(Stored dataset items)
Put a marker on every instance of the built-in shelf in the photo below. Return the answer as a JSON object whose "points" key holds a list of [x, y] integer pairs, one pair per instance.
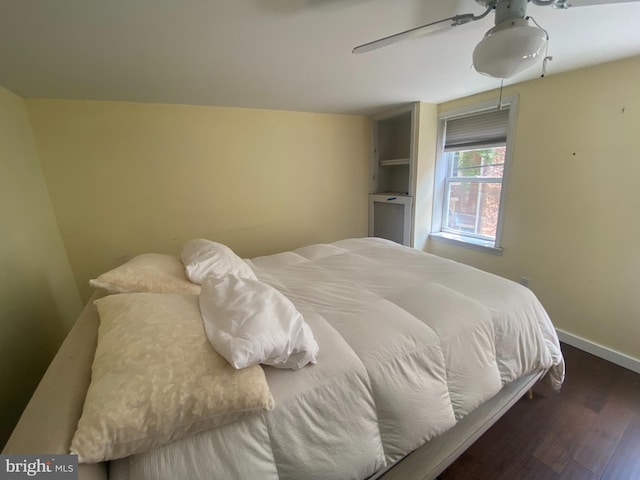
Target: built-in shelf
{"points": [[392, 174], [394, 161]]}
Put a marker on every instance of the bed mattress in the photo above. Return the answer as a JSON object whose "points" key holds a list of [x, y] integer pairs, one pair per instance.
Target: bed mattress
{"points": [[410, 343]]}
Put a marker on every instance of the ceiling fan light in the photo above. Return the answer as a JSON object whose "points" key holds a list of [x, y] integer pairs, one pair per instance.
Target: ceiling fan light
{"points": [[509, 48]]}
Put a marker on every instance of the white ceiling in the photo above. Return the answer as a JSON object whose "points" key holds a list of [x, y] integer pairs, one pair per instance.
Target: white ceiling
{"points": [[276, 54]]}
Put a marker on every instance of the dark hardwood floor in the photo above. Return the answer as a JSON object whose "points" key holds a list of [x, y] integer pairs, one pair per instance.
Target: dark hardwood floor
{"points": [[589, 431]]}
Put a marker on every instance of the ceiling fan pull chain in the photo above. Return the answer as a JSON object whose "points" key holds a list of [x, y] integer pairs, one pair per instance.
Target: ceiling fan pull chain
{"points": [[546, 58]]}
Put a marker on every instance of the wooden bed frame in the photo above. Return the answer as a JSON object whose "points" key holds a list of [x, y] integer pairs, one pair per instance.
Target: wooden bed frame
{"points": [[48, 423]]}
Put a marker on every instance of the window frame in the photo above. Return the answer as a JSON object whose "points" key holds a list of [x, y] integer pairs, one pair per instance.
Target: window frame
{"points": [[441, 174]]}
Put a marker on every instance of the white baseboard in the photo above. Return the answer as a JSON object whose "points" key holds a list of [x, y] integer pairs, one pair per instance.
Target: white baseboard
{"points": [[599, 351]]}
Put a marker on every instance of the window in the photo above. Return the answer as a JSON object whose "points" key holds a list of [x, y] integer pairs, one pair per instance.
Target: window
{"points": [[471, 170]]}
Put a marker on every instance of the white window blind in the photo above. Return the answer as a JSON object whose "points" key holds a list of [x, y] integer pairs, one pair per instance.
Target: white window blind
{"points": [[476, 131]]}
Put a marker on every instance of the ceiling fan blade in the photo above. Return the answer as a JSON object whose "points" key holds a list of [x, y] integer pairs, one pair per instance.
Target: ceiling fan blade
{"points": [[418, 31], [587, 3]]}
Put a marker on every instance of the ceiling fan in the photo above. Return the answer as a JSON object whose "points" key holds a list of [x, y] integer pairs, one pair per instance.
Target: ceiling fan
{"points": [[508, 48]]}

* * *

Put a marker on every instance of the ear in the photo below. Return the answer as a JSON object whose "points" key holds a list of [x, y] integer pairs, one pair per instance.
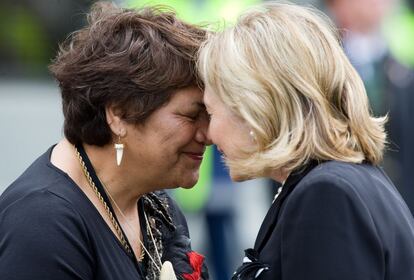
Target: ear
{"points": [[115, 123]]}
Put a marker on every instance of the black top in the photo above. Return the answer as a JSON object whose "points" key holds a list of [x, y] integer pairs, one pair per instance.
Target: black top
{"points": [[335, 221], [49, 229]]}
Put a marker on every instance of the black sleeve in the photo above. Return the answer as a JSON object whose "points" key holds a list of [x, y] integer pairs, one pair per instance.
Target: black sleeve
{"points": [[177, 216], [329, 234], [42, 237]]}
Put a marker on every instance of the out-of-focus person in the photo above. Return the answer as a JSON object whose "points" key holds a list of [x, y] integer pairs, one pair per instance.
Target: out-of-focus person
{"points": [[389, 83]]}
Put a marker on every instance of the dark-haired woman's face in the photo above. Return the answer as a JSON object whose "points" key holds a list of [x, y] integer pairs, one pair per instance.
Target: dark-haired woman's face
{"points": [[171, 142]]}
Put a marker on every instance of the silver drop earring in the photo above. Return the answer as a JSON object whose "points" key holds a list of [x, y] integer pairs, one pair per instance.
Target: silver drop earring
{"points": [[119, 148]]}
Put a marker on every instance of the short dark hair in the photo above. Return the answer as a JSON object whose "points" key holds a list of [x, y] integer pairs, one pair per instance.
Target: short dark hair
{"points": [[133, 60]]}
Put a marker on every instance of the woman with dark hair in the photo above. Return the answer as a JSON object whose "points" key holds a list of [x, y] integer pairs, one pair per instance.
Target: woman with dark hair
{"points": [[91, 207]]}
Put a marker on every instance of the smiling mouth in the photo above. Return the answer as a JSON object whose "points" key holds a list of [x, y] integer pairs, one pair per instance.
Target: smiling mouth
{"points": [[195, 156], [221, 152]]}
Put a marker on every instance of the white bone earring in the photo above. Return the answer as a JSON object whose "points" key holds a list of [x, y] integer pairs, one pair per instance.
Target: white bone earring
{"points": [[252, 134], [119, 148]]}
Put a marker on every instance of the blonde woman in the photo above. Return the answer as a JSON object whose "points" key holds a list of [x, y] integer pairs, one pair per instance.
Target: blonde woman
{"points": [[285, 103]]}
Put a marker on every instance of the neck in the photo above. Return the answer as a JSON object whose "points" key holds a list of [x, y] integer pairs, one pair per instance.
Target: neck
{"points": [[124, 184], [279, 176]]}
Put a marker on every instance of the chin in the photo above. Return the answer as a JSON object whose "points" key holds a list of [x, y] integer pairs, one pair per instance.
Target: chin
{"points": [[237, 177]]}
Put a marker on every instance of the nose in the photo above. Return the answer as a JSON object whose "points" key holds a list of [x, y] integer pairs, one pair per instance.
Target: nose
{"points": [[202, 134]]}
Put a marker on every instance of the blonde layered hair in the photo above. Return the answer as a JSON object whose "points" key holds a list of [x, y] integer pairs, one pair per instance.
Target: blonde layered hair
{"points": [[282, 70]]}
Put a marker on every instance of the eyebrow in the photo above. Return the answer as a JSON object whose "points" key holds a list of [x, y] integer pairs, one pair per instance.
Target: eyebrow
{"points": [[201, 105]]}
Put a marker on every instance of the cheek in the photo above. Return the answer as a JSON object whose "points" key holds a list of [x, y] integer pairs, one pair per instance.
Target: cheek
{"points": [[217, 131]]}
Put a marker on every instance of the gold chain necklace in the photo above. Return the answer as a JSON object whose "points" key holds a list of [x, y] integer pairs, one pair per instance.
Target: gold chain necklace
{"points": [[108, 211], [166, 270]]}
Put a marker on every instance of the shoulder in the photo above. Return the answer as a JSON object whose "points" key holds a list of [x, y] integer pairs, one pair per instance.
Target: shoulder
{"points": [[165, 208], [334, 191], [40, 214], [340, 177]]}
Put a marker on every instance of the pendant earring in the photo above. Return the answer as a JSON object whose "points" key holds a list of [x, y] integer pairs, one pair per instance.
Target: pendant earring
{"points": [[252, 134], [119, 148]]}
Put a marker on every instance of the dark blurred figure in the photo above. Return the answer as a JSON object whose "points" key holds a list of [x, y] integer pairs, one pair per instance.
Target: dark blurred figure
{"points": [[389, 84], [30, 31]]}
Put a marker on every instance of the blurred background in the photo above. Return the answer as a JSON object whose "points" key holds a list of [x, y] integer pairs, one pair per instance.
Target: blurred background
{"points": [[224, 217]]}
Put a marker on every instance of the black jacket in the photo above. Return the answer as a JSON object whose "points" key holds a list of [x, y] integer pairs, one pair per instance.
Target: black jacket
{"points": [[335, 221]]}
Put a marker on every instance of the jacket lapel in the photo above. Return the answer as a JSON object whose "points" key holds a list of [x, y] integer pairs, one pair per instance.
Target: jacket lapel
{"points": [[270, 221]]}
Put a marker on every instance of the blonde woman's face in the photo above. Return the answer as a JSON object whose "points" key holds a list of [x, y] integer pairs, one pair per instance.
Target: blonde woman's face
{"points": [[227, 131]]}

THE EXERCISE:
Which lines of the items contain the word "pull"? Show each of them in full.

ANSWER TO THE EXERCISE:
Put a marker on every instance of the ceiling fan pull chain in the photo above. Return the answer as a JSON object whose "points" key holds a list of [x, y] integer pairs, one pair per instance.
Target: ceiling fan pull chain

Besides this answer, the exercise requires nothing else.